Job — Rewrite every line of the items below, replacing "split by" with "separated by" and changing nothing else. Leave the pictures out of your answer.

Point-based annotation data
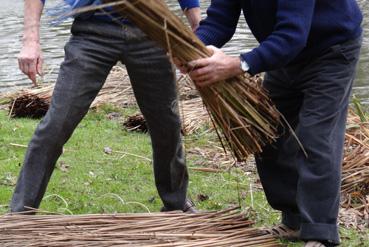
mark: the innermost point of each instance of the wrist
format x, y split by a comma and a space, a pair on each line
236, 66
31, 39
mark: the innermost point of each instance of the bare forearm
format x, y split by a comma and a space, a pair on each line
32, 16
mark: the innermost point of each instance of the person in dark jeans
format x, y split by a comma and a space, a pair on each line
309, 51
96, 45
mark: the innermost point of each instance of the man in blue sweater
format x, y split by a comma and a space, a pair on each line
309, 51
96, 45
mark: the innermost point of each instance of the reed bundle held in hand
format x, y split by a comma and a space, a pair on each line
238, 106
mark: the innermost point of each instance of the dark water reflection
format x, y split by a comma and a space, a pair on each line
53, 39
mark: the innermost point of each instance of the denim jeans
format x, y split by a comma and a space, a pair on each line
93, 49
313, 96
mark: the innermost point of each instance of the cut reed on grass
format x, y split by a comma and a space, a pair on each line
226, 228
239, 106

Result of this task —
mark: the innermost point of each instance of the wrist
format x, y separated by a comma and a space, a pair on each line
236, 66
31, 39
mark: the innermost point of each instance of the bare forearm
format x, y separated by a comma and a space, a pair on each line
32, 16
mark: the innermost point of each instance of the person in dark jeans
format x, y separated by a comma and a space, a pair on each line
309, 51
96, 45
mark: the innermost point of each instance of the man in blue sweater
format x, y separated by a comma and a space, a pair on each line
309, 51
96, 45
mark: the innermost point of each instance of the reed bundle held in hand
format x, y separated by a comma and a space, a pair on each line
238, 106
mark: the innermost point of each instance of the dark water reflection
format x, y separated by a comma and a space, a pair on each line
53, 39
mark: the innermost point of each instance of the denim jeans
format x, y separated by a comma and a space, a pair on each line
93, 49
313, 96
mark: the innermost point of each instance of the cut reed on grass
format x, y separated by a comma and a space, a pair on each line
226, 228
239, 106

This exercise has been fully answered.